Excerpts of pointing data:
>> Begin

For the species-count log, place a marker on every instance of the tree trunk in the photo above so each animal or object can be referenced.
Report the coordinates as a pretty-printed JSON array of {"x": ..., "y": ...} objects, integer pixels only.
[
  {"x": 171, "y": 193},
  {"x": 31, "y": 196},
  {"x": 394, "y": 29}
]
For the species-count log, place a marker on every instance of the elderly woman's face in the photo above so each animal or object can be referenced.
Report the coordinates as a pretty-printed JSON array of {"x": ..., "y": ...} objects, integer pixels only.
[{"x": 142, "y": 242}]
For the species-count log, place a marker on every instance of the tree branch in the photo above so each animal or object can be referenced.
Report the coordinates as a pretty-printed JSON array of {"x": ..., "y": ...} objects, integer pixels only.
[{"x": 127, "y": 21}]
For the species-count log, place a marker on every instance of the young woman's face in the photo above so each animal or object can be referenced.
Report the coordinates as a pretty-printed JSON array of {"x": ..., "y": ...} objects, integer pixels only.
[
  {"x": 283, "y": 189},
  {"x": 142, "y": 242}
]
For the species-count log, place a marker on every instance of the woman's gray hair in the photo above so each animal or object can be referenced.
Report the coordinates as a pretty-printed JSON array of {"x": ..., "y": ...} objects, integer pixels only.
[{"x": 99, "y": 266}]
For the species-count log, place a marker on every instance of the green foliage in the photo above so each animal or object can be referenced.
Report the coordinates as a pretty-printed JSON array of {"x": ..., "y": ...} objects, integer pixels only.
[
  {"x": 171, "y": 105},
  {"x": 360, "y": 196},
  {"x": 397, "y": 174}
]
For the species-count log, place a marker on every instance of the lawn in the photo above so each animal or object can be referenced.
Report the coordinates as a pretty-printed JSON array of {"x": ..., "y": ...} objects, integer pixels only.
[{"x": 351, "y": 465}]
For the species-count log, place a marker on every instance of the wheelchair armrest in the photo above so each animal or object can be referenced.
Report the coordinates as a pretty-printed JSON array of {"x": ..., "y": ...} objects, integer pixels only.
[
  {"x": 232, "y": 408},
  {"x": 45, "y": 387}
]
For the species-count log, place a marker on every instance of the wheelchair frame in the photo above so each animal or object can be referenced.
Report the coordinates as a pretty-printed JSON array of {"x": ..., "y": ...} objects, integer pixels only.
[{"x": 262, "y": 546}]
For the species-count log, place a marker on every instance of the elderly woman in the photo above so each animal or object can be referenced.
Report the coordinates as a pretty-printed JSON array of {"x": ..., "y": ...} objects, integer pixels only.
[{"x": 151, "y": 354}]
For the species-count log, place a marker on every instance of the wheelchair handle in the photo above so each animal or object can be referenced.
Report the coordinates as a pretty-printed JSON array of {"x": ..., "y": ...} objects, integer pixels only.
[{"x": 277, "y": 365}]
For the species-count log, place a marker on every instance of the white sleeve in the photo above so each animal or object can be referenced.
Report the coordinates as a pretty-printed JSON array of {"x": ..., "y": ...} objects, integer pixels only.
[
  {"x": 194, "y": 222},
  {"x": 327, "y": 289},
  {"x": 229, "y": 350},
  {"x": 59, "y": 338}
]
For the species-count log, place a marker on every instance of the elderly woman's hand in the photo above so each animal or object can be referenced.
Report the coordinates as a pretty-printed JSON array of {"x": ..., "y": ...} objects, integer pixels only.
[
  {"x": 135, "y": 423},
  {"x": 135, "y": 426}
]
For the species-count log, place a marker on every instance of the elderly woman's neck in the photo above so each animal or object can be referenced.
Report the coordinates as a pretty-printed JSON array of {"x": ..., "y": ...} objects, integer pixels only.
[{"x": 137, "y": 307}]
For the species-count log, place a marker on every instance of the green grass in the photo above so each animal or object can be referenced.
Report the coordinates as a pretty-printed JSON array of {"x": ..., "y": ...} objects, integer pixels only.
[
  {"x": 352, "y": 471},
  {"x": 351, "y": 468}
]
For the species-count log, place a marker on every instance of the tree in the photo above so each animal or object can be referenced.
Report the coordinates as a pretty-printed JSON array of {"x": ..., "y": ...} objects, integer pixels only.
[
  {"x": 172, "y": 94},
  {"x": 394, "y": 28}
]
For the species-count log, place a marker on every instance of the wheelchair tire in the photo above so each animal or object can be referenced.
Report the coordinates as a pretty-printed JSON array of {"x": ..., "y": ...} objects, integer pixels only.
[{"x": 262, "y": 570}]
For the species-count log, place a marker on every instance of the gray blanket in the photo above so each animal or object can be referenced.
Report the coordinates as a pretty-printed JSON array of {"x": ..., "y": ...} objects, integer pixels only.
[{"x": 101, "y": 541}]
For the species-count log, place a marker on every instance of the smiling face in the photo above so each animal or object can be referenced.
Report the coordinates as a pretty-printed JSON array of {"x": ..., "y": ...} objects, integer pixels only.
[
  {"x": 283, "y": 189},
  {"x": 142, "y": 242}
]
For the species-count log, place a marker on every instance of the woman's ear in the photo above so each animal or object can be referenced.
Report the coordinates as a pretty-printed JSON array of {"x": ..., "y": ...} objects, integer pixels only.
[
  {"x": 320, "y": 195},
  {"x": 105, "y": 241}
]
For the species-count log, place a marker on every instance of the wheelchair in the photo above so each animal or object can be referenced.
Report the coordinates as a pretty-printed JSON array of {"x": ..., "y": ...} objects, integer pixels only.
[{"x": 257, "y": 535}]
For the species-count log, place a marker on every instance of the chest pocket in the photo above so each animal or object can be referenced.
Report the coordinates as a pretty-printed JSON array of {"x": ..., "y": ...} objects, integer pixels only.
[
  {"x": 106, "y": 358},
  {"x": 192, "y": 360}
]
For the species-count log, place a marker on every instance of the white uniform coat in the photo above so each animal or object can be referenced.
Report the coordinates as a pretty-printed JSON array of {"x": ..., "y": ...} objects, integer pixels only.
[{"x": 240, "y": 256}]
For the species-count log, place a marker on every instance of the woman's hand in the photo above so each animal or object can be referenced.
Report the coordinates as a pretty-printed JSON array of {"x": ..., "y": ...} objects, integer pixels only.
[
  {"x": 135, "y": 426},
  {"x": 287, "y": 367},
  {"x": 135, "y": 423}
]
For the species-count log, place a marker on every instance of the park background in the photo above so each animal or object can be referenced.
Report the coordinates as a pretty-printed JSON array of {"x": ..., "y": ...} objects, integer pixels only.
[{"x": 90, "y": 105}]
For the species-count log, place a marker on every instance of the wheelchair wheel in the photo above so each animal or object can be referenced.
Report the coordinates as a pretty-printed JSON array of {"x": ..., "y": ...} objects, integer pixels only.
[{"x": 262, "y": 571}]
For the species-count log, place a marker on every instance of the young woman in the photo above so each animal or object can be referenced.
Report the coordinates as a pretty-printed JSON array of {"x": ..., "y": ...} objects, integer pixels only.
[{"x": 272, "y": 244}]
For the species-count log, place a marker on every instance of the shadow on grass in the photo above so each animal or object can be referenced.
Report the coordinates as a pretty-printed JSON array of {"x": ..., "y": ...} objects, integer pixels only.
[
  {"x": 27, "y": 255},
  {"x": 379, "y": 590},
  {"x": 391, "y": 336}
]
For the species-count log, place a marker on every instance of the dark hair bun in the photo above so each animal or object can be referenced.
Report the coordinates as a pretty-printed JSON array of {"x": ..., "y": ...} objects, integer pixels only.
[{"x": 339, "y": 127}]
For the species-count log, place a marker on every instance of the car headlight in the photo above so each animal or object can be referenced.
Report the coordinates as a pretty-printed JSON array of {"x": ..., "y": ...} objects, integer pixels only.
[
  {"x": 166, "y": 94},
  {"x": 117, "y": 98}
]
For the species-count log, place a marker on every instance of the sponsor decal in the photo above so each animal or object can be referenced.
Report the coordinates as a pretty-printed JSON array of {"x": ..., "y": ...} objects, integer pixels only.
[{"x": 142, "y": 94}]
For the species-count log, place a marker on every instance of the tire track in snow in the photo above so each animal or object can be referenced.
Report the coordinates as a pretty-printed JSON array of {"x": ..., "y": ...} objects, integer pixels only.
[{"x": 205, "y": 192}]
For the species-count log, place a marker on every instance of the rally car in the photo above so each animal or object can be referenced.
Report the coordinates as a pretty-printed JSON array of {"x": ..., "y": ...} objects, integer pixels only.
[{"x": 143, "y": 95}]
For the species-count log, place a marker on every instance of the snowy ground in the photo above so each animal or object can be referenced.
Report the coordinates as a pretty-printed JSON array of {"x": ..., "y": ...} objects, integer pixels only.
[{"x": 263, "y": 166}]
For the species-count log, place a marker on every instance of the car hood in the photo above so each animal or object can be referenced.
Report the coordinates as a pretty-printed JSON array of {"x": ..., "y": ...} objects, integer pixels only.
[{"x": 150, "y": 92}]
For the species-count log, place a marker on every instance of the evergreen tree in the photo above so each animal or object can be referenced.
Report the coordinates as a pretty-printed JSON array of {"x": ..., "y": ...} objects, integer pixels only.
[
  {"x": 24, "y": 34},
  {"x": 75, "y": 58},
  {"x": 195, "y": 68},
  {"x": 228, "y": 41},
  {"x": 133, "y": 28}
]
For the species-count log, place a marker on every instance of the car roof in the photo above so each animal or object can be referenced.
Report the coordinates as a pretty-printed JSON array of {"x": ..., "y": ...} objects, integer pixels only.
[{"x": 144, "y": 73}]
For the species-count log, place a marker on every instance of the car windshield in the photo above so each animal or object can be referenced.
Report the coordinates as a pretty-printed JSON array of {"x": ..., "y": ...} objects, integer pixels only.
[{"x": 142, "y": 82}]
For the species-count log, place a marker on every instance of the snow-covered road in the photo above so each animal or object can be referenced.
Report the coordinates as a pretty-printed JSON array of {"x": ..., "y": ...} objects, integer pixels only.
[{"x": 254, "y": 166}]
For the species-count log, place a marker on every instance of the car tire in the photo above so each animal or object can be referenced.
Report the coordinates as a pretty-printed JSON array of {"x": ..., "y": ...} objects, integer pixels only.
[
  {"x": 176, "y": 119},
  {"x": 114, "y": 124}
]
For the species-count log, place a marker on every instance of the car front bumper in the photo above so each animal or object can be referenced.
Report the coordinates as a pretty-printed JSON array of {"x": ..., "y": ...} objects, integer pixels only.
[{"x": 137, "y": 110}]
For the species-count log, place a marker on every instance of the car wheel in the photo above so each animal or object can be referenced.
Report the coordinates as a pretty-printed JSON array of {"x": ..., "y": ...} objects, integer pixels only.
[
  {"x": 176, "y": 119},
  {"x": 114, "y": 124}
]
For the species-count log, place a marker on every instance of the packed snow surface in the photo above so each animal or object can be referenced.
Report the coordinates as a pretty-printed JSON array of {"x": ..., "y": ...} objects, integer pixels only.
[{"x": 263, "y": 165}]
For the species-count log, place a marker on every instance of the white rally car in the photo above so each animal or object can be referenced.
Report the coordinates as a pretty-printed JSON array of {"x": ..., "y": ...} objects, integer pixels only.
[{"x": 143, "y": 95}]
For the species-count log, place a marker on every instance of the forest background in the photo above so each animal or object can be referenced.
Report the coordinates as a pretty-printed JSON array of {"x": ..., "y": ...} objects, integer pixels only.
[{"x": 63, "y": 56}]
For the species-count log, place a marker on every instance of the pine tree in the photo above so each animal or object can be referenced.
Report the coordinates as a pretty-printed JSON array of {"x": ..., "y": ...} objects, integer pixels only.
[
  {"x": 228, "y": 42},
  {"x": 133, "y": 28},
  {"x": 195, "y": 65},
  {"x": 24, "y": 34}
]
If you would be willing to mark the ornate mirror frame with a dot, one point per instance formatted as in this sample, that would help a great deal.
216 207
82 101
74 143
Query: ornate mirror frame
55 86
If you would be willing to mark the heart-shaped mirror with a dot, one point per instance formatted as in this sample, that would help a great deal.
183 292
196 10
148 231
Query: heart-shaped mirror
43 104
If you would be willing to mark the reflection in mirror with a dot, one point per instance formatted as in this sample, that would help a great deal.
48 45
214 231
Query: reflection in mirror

>> End

### Goal
Reproduce the stretch from the line containing "If you would be willing to mark the ornate" through the end of the data, changing every occurrence of "a great deal" to "enormously" and leaving all other text as it is.

### Solution for this problem
If you would be willing to mark the ornate mirror frame with a dot, one point per instance formatted as in this sample, that would help enormously.
216 207
82 101
74 143
Query: ornate mirror frame
55 86
If you would be willing to mark the heart-shaped mirror with a dot, one point per instance formatted as in this sample, that would help enormously.
183 292
196 10
148 231
Query: heart-shaped mirror
43 104
If you would be willing to mark the reflection in mirror with a dot, one point per instance formatted as in this sample, that would help enormously.
48 45
214 231
Query: reflection in mirror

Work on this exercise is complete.